→ PROVIDED PASSAGE:
/---
By Kendra Holliday | June 3, 2011
|Two feet of hair!|
See this long, beautiful hair of mine?
I shaved it all off last month. Right now it’s sitting in a plastic bag in my closet. I’m not yet sure who will own it next.
I had the same hairstyle for the last six years. I got it trimmed about once a year, never colored it. It was100% natural.
And I was 100% tired of it.
I was going to shave it three years ago, but then I went through a breakup and there was too much going on, so I put it on hold.
These days I STILL have too much going on, but it’s all great, transformative stuff. It was finally the right time.
This seemed a good time to reinevent myself, rebirth, make a big change on my own terms. So many women lose their hair due to illness, and I wanted to experience it at my healthiest.
Why shave my head?
I haven’t been bald for 38 years. I wanted to experience it.
I dared myself to do it.
I wanted a blank slate.
I wondered what was under all that hair – did I have horns? Was my head scaly? Bumpy?
I wanted a drastic change that would be safe, sane, reversible and legal. To me, shaving your head makes more sense than getting a tattoo. I don’t think I’ll ever get a tattoo – they’re too permanent, and I’m too fluid.
I love change and challenging stereotypes.
|This was my digital rendition
of how I would look bald
Long hair is the norm for women. The book Why Beautiful People Have More Daughters explains a theory for this: men like being able to see evidence that a woman has been healthy for the past few years, and nothing showcases this better than a long sheet of shiny hair.
I wanted to take on the perception that women need to have long hair in order to be considered sexy. I wanted to prove that I can be a sexual, confident woman without my dark blond curtain.
I hid behind my hair in high school.
My bathroom drain was clogged with hair.
My partner found long blond hairs in his laundry and wrapped around his nuts, even when he hadn’t seen me in two days.
I wanted to give a blowjob without dealing with wads of hair in my mouth. Even with my hair in a ponytail, it still manages to creep in there and be incredibly distracting.
I wanted to explore the shaved head sexually and sensually. I wanted to see what it felt like to have my head rubbed with lotion while I masturbated. I want to experience all those hidden nerve ending and radiant erogenous zone.
|This was how I actually look bald.|
I wanted to walk down the street on a breezy day and be able to see where I’m going. My hair has this annoying knack of blowing right across my face like a blindfold.
\---
→ WHAT YOU WILL DO:
a) In the head-shaving post, why does the writer prefer shaving her head over getting a tattoo?
b) The head-shaving post names the qualities the writer wanted a drastic change to have. List them all.

→ MATERIAL SHOWN:
/---
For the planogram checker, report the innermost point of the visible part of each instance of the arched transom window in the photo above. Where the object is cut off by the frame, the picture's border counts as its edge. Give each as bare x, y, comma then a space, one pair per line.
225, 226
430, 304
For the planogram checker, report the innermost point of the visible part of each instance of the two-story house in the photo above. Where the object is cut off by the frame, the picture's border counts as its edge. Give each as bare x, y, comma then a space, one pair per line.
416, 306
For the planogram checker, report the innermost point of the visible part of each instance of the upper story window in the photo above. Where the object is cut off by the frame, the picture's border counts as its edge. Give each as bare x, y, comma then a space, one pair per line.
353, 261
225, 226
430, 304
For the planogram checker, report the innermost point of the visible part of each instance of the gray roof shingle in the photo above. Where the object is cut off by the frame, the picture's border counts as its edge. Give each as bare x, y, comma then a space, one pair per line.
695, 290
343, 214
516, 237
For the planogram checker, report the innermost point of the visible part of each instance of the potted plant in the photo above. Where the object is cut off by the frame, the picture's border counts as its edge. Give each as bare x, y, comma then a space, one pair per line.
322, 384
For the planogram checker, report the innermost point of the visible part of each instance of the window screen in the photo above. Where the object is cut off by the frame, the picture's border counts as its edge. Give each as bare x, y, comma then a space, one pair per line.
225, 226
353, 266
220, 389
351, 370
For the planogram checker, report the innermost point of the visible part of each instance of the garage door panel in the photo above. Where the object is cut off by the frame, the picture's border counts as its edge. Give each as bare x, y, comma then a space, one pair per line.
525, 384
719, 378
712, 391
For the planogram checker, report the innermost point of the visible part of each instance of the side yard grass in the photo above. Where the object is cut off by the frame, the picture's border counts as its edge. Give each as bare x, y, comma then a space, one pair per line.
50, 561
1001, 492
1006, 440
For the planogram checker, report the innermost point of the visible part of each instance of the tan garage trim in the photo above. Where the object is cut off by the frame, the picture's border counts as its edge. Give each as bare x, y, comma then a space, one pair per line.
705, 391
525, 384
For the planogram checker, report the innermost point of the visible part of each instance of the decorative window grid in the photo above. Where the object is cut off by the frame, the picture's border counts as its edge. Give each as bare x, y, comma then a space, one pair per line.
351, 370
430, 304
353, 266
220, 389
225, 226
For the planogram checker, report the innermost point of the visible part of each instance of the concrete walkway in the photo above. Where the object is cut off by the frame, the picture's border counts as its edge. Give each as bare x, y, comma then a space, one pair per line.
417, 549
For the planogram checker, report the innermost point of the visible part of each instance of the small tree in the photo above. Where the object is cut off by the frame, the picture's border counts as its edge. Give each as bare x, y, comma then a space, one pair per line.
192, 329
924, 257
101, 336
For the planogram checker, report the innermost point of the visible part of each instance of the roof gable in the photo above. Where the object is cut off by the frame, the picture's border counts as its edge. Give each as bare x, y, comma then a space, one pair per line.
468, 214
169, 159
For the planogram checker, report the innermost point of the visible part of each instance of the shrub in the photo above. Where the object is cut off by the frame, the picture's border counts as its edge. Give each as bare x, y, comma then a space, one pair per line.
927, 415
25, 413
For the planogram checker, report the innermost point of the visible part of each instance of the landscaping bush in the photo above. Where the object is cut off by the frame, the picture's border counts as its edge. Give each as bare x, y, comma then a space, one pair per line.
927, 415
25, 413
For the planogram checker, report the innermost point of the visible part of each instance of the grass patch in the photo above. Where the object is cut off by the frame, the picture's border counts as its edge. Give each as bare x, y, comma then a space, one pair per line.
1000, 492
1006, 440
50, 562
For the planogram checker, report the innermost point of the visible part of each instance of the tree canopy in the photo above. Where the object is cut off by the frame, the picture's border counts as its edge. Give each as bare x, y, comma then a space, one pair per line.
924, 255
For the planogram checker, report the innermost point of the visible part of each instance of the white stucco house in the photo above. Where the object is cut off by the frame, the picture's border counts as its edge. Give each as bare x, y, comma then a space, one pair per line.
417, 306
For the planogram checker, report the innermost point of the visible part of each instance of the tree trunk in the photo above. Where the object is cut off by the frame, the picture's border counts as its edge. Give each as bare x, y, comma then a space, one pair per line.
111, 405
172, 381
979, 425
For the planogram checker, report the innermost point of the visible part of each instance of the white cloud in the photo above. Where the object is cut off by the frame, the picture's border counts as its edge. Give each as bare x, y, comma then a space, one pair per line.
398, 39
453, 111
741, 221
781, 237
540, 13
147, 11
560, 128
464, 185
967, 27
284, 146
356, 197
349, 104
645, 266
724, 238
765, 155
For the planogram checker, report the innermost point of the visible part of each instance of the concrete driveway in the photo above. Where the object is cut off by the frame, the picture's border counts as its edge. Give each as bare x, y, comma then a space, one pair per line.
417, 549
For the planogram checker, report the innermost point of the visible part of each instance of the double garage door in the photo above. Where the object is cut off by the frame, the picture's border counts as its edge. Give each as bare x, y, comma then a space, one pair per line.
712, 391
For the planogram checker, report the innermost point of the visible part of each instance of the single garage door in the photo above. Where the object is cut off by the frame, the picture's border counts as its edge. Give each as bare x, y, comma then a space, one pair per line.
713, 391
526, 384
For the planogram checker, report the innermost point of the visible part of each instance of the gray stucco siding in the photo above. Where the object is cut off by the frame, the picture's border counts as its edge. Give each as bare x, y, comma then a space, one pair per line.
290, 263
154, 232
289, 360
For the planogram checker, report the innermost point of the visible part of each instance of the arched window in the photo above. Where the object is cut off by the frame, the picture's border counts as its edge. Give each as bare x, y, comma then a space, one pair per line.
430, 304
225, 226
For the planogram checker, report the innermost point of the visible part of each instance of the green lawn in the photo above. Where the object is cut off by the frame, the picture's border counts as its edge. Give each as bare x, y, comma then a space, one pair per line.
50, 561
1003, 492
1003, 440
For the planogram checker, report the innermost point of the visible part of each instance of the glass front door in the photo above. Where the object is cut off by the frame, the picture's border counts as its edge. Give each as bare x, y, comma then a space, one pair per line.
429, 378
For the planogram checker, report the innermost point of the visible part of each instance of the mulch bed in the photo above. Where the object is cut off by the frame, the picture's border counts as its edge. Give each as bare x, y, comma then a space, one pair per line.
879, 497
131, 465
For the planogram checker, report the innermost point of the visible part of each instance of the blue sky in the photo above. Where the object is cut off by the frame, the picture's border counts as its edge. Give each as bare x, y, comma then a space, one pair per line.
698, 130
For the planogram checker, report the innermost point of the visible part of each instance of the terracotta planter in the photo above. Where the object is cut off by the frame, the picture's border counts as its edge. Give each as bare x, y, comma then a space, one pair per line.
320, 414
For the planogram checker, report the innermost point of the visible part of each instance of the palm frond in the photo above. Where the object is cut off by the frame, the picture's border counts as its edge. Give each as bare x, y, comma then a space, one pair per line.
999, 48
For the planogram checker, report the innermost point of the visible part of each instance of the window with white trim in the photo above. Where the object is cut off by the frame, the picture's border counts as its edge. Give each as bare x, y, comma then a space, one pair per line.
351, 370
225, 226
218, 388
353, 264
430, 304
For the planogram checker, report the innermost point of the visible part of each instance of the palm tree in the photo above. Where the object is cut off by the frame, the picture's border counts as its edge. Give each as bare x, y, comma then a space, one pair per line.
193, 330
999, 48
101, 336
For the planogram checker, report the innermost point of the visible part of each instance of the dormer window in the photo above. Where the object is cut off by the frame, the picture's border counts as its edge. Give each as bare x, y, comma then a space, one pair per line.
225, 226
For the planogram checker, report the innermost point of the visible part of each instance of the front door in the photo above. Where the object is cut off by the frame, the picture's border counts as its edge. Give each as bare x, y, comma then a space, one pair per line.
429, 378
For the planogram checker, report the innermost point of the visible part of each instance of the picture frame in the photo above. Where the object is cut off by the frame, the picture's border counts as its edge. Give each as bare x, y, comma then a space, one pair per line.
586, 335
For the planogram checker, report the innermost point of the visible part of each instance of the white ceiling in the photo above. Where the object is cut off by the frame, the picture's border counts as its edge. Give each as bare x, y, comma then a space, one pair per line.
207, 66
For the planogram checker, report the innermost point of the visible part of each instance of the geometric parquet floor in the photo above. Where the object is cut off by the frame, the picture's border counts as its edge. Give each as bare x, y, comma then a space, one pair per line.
\---
→ SOLUTIONS FOR EACH TASK:
a) The writer wanted a drastic change that would be safe, sane, reversible and legal, and shaving the head fits that. The writer doesn't expect ever to get a tattoo, because tattoos are too permanent and the writer is too fluid.

b)
- safe
- sane
- reversible
- legal